## Задание 1:
Какой роман Толстого, согласно отрывку, автор перечитывал множество раз?
··· Отрывок ···
Юрий Орлов - Опасные мысли. Мемуары из русской жизни
Проповедь Толстого о моральном самосовершенствовании и о возможности морального воскресения в любой момент жизни поразила меня и стала частью душевных переживаний. Я перечитывал «Воскресение» множество раз, хотя и не принимал постулатов всепрощения и любви ко всем ближним. Толстовское сострадание к людям было мне очень близко. Понемногу я учился видеть и чувствовать несчастья, которыми была наполнена жизнь вокруг, и переставал воспринимать это как неустранимую часть нормальной жизни.
В школах и в газетах нас учили сочувствию исключительно заграничным и нашим собственным до-революционным рабочим и крестьянам. В сталинскую эпоху народ жил так счастливо, что сама идея сострадания советским людям выглядела кощунственной клеветой. Жалеть было уже некого. Наоборот, ненавидеть было, и даже очень, кого, врагов народа. Не ненавидеть их могли только еще более ужасные враги народа. Однако я почему-то никого еще не ненавидел, знал многих людей, достойных жалости, и был определенно уверен, что сам я не враг народа.
···
## Задание 2:
Выведите без единого изменения строки записей, начиная со строки, где есть «Question. For every instance of the boy's hand», и до самого конца записей включительно.
··· Записи ···
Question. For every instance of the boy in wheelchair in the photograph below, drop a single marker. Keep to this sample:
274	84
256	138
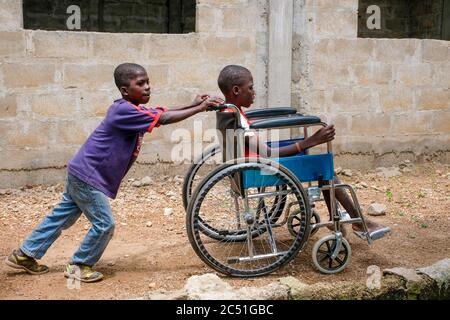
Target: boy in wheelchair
236	84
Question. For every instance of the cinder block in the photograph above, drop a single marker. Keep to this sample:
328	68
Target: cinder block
158	75
12	44
28	75
373	124
412	123
10	15
88	76
336	23
62	44
123	47
96	103
234	21
351	50
435	51
415	74
442	75
330	74
30	134
396	99
397	50
349	99
208	19
167	48
434	99
372	74
8	106
71	132
441	122
54	105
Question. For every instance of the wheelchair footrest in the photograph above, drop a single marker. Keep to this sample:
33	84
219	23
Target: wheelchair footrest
256	257
374	235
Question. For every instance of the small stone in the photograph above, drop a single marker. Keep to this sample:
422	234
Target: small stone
171	194
376	209
178	178
388	172
136	184
146	181
347	173
363	184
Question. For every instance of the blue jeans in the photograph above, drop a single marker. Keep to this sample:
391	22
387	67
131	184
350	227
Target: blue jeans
77	197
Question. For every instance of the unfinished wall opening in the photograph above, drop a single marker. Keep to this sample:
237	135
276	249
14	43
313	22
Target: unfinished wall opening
140	16
423	19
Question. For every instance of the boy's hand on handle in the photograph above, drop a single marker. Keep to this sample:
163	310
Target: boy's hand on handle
211	101
323	135
199	99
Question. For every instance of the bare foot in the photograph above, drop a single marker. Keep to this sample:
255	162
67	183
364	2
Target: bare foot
371	226
343	229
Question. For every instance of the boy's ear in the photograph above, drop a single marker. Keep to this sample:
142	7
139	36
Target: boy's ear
236	90
124	91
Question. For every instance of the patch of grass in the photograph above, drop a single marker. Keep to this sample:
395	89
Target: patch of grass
389	195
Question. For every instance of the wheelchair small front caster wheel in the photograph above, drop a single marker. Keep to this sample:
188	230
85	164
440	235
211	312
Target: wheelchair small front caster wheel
294	222
322	254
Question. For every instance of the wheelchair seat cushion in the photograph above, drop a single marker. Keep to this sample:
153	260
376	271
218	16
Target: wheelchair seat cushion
270	112
280	122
···
## Правильный ответ 1:
«Воскресение».

## Правильный ответ 2:
Question. For every instance of the boy's hand on handle in the photograph above, drop a single marker. Keep to this sample:
163	310
Target: boy's hand on handle
211	101
323	135
199	99
Question. For every instance of the bare foot in the photograph above, drop a single marker. Keep to this sample:
255	162
67	183
364	2
Target: bare foot
371	226
343	229
Question. For every instance of the boy's ear in the photograph above, drop a single marker. Keep to this sample:
142	7
139	36
Target: boy's ear
236	90
124	91
Question. For every instance of the patch of grass in the photograph above, drop a single marker. Keep to this sample:
395	89
Target: patch of grass
389	195
Question. For every instance of the wheelchair small front caster wheel in the photograph above, drop a single marker. Keep to this sample:
188	230
85	164
440	235
211	312
Target: wheelchair small front caster wheel
294	222
322	254
Question. For every instance of the wheelchair seat cushion in the photograph above, drop a single marker. Keep to this sample:
153	260
376	271
218	16
Target: wheelchair seat cushion
270	112
280	122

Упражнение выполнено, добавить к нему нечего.